*What this task involves:* Go through the data below line by line and count those containing the word "grass". Reply with the count only.

Saved entries:
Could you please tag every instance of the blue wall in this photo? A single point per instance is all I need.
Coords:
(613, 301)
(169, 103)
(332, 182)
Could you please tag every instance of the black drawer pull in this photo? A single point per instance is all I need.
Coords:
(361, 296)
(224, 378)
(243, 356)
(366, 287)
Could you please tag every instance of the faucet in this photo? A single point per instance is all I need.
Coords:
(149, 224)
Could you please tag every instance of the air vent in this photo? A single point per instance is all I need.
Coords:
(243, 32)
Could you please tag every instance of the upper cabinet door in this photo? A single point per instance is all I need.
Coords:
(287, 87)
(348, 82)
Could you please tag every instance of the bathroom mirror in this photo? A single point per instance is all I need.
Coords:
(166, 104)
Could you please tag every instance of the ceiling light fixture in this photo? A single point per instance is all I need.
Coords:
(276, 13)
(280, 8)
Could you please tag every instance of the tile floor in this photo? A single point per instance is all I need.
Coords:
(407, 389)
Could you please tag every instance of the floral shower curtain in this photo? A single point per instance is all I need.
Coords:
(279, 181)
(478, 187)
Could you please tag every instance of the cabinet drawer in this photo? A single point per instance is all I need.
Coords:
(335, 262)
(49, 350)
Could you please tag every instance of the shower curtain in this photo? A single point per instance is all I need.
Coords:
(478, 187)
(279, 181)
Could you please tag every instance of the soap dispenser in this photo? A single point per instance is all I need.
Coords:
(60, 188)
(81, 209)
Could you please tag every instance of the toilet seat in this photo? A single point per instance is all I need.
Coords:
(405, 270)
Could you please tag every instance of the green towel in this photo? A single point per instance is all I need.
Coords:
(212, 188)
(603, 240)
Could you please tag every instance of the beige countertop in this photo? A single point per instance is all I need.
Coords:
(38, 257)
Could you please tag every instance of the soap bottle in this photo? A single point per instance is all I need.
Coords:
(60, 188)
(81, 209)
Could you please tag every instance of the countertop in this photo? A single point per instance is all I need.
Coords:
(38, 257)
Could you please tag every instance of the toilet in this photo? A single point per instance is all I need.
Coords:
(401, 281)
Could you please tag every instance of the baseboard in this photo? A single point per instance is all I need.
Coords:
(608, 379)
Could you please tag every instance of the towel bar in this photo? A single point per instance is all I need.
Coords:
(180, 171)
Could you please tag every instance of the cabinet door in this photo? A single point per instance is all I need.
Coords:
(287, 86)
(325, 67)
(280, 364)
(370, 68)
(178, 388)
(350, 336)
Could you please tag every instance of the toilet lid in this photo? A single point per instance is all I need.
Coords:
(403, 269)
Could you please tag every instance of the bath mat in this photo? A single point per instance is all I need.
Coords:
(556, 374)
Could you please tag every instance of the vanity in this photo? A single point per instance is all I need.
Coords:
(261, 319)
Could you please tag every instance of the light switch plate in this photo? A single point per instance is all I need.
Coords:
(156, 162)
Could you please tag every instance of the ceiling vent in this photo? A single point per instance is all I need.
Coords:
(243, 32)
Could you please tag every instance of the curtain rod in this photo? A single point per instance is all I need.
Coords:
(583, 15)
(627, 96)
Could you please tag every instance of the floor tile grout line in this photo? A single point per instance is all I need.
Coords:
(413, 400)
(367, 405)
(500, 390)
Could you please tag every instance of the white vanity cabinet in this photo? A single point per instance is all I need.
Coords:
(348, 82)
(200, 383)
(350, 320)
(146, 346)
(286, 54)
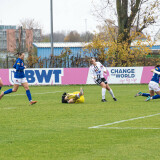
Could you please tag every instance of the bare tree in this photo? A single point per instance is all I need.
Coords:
(128, 13)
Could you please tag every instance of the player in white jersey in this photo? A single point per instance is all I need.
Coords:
(97, 70)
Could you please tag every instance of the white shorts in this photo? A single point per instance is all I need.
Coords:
(153, 86)
(19, 81)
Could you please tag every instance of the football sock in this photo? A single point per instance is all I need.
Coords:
(111, 93)
(8, 91)
(78, 95)
(29, 95)
(155, 97)
(145, 94)
(103, 93)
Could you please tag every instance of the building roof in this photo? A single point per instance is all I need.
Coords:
(60, 44)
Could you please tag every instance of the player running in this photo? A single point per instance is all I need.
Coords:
(97, 70)
(75, 97)
(153, 85)
(1, 83)
(20, 79)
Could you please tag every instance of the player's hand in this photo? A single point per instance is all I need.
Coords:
(105, 72)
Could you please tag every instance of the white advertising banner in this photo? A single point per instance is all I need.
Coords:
(120, 75)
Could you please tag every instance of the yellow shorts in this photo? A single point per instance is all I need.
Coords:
(73, 96)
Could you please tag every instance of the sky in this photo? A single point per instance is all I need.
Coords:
(67, 14)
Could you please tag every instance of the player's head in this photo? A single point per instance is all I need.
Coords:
(63, 97)
(157, 66)
(21, 55)
(93, 60)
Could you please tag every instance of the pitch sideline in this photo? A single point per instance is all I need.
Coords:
(34, 93)
(132, 119)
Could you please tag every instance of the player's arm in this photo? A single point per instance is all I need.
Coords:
(154, 71)
(19, 67)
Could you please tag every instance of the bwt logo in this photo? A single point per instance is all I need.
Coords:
(123, 73)
(41, 76)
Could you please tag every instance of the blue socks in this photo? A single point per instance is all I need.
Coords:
(145, 94)
(156, 96)
(8, 91)
(29, 95)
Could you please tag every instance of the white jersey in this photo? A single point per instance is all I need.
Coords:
(97, 71)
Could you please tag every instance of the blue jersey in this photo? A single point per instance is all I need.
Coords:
(19, 66)
(156, 77)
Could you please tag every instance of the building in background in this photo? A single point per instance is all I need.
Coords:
(66, 54)
(13, 38)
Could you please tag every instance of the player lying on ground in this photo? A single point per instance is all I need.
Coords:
(20, 79)
(97, 70)
(75, 97)
(1, 83)
(153, 85)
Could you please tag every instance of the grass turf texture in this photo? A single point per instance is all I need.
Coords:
(50, 130)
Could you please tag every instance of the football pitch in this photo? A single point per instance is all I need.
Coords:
(128, 129)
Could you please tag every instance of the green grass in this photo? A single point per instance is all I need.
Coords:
(50, 130)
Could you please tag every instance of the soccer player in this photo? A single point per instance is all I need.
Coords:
(97, 70)
(20, 79)
(1, 83)
(75, 97)
(153, 85)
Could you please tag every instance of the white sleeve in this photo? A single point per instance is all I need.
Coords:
(156, 72)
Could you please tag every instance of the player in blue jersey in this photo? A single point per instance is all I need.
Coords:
(153, 85)
(1, 83)
(20, 79)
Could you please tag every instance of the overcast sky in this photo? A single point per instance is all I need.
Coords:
(67, 14)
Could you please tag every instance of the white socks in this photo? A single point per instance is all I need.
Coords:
(111, 93)
(103, 93)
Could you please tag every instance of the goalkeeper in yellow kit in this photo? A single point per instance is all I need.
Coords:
(75, 97)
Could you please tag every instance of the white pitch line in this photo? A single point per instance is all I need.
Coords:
(132, 119)
(33, 93)
(132, 128)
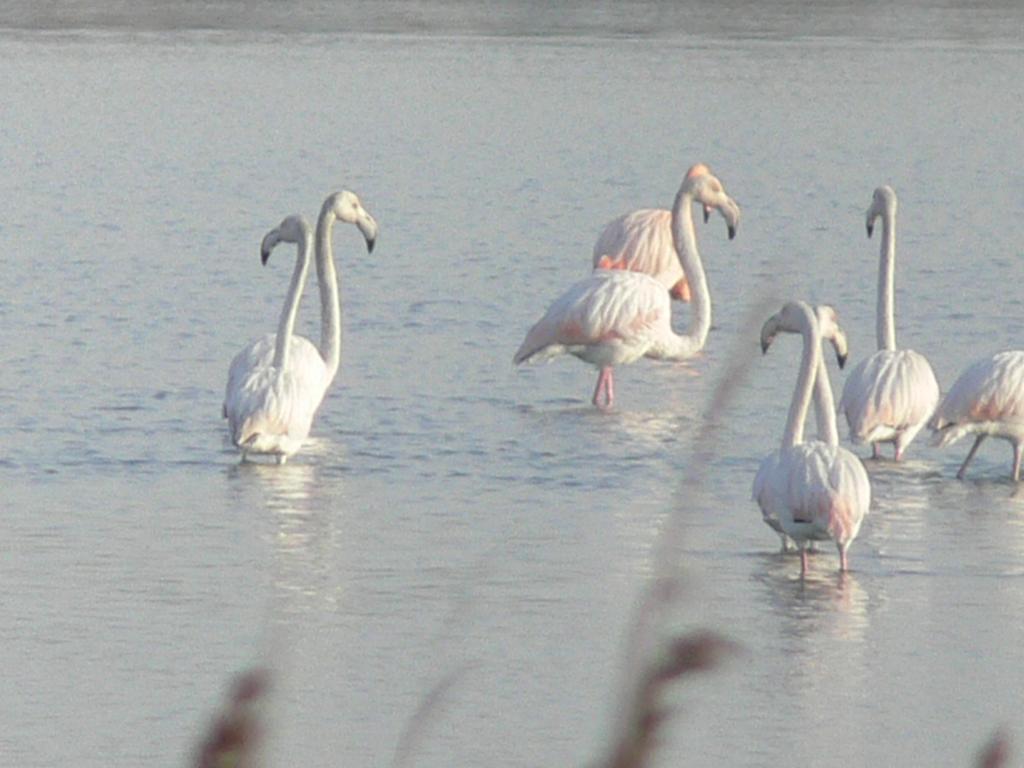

*Response area:* 2